Selected extract »
I’m afraid that may be simultaneously too much and too little. (I’m also afraid I may have completely misunderstood.) Don’t hesitate to follow up.

evanescente-ondine · September 2, 2024, 5:32pm

Huh, so I’m nothing special in my difficulties. Dunno I should rejoice because I’m not dumb, or depress because they’re likely to persist forever at least to some degree.

I see. The assignment’s goal was simple. But because of it I don’t feel recursion as “natural” at all for this problem while it did feel so when tackling things like syntax checking. If the procedure’s job is too simple, iteration seems cleaner and easier to troubleshoot.

jere · September 2, 2024, 7:13pm

If you want a good example of how to do simple recursion, here’s a practical example.

If you use Ada 95 only, one thing you often can miss out on is the Get_Line function in Ada.Text_IO which wasn’t added until Ada 2005. They could have added it in Ada 95 but didn’t. One way to implement it yourself is with recursion. Ada95 defines a Get_Line procedure like this:

procedure Get_Line(Item : out String;
                   Last : out Natural);

Reference: Input-Output of Characters and Strings

Where Last is the last index of the string that was updated (for cases where the input is shorter than the supplied length of the string. Consider by starting with a basic use of Get_Line in Ada95 without recursion. You have to decide on a maximum line length and hope it is enough:

function Ada_95_Get_Line return String is
        Buffer_Length : constant := 80;
        Result : String(1..Buffer_Length);
        Last   : Natural := 0;
begin
   Get_Line(Result, Last);
   return Result(1..Last);
end Ada_95_Get_Line

But what happens if the line supplied is more than 80 characters? Using this simplistic method we would mistakenly not read the whole line and may not get what we are looking for. You can however modify this to use recursion and get the whole line.

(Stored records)
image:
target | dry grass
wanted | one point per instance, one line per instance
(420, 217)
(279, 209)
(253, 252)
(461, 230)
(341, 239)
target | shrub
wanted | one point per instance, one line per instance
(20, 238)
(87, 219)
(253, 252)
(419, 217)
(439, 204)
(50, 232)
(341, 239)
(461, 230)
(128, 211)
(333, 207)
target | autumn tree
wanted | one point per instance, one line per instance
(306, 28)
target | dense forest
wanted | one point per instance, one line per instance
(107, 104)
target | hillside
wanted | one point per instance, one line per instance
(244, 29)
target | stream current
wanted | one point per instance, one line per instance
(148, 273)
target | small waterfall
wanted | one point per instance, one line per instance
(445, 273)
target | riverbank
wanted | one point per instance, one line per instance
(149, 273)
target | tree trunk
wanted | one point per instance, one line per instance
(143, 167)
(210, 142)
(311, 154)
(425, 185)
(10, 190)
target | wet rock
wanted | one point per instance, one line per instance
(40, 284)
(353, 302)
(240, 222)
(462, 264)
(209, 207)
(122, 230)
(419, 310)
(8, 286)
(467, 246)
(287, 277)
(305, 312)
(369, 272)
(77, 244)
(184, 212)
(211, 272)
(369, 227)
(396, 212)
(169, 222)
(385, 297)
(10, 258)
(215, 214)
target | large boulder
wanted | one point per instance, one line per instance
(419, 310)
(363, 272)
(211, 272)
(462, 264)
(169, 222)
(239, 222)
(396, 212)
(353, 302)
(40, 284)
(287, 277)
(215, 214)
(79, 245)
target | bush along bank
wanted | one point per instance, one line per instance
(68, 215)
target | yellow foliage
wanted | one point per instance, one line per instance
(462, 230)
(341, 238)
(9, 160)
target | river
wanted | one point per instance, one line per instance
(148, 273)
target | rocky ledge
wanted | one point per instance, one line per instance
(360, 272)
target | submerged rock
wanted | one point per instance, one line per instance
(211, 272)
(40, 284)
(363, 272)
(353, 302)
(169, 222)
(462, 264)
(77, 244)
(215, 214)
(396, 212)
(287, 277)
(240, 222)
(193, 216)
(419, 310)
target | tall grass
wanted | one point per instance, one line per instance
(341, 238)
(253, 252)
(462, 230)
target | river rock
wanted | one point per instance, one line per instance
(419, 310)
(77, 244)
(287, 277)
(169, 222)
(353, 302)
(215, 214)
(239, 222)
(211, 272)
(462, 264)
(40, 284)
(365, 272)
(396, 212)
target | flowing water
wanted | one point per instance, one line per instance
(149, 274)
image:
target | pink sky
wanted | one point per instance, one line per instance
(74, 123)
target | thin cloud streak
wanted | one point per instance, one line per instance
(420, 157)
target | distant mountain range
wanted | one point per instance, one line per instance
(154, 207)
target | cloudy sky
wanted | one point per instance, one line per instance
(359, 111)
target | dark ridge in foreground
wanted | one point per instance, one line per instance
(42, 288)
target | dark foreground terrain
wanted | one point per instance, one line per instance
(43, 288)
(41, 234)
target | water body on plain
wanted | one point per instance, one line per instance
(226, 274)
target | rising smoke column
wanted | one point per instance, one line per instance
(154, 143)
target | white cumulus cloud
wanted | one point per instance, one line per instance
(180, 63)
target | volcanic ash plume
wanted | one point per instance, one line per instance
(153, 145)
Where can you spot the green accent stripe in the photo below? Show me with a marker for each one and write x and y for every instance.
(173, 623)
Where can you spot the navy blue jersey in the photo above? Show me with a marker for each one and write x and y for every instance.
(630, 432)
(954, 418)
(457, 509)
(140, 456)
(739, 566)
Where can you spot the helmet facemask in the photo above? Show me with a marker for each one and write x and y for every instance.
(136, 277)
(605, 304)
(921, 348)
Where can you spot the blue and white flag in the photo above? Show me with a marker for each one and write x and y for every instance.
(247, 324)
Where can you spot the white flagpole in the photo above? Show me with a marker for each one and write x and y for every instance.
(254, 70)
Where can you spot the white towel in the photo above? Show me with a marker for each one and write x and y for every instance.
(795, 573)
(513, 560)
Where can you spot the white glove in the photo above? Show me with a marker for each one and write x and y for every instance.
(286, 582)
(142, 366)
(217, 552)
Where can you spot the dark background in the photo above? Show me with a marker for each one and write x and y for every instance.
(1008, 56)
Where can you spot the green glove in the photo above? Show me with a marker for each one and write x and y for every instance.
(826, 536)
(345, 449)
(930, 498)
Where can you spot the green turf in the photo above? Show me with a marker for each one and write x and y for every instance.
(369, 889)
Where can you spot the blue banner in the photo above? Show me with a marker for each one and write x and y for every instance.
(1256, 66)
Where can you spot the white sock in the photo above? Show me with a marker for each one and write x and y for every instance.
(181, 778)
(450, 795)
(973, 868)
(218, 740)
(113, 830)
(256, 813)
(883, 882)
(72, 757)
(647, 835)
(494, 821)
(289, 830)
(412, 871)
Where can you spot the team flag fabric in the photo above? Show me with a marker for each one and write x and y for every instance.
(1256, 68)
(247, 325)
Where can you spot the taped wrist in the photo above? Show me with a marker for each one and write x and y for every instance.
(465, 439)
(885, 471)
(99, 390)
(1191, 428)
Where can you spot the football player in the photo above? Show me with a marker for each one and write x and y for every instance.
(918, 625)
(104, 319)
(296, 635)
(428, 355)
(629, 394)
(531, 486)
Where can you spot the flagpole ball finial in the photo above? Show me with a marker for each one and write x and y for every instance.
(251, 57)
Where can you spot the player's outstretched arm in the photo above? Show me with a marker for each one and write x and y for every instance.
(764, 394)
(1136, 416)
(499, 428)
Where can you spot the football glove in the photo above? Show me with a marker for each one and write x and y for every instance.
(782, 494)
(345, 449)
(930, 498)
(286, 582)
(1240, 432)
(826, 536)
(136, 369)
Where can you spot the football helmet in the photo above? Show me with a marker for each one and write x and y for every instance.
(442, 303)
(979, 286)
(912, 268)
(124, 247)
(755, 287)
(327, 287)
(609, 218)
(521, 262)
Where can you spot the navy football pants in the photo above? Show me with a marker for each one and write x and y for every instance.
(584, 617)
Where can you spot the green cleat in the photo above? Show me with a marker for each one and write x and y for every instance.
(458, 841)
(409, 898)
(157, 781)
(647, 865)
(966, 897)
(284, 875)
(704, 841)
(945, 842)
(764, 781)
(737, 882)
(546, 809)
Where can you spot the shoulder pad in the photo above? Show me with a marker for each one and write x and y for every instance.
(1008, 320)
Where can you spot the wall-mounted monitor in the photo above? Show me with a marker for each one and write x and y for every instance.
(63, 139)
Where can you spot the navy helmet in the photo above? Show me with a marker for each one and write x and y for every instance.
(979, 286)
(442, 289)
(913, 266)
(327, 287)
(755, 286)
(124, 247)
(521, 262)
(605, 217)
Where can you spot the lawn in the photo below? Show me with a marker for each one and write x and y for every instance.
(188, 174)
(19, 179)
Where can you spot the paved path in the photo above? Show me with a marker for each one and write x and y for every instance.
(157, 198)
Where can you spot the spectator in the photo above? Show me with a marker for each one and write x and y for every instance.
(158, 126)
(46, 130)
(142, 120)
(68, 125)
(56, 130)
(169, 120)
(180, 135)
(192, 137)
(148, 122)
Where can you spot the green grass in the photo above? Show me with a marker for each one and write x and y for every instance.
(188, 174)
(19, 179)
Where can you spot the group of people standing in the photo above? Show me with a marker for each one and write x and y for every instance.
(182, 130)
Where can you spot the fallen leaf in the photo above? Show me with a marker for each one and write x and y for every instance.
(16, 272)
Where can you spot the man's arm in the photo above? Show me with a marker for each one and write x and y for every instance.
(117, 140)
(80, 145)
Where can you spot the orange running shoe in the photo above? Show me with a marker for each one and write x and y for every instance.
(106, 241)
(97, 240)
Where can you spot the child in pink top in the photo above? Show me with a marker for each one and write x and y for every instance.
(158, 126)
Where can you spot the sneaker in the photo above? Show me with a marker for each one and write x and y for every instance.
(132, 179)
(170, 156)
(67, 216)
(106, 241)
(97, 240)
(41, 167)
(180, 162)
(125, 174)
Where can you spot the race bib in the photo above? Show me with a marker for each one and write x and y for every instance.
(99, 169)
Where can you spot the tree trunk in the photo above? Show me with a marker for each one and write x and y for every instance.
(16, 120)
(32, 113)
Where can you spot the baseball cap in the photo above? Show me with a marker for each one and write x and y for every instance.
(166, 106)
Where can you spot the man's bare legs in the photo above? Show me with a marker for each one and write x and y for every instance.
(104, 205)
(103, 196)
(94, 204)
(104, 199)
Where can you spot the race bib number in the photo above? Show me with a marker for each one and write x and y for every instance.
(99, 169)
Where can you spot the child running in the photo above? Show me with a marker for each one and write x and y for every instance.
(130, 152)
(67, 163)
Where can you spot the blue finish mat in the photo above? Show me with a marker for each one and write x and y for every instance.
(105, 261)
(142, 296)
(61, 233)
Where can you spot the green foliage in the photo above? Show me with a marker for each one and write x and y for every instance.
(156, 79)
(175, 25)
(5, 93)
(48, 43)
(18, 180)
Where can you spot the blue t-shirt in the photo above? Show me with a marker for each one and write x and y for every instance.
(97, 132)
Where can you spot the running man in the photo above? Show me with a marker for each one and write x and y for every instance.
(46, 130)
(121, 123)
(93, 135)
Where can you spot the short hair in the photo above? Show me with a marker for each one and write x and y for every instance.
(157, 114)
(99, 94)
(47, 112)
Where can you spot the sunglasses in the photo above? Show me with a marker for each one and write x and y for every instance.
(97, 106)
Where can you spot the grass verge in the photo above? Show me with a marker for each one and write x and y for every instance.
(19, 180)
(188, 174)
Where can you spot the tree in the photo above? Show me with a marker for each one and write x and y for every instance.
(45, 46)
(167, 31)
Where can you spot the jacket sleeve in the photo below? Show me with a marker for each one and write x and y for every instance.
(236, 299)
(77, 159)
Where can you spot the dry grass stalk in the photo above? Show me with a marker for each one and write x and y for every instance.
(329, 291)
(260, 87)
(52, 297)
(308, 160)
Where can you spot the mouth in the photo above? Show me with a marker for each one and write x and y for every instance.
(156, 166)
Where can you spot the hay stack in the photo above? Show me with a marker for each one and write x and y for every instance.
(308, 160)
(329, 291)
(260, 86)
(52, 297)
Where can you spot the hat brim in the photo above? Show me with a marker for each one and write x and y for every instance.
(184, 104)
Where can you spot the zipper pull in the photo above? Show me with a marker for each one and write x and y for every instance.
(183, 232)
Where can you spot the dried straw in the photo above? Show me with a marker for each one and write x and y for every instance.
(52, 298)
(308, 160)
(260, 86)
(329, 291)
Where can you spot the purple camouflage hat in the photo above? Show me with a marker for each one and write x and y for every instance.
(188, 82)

What is asked »
**A)** List the names declared in the forum thread's Ada_95_Get_Line function between the line that ends in "is" and the word "begin".
**B)** Answer these questions from the forum thread:
(i) In which Ada version was the Get_Line function added to Ada.Text_IO?
(ii) What maximum line length does the Ada_95_Get_Line example set?
(iii) For which kind of task did evanescente-ondine find recursion natural?
**C)** Transcribe the stretch of the forum thread from "Huh, so I’m" through "easier to troubleshoot.".

Worked solutions »
**A)**
Buffer_Length
Result
Last

**B)**
(i) Ada 2005
(ii) 80 characters
(iii) Syntax checking

**C)**
Huh, so I’m nothing special in my difficulties. Dunno I should rejoice because I’m not dumb, or depress because they’re likely to persist forever at least to some degree.

I see. The assignment’s goal was simple. But because of it I don’t feel recursion as “natural” at all for this problem while it did feel so when tackling things like syntax checking. If the procedure’s job is too simple, iteration seems cleaner and easier to troubleshoot.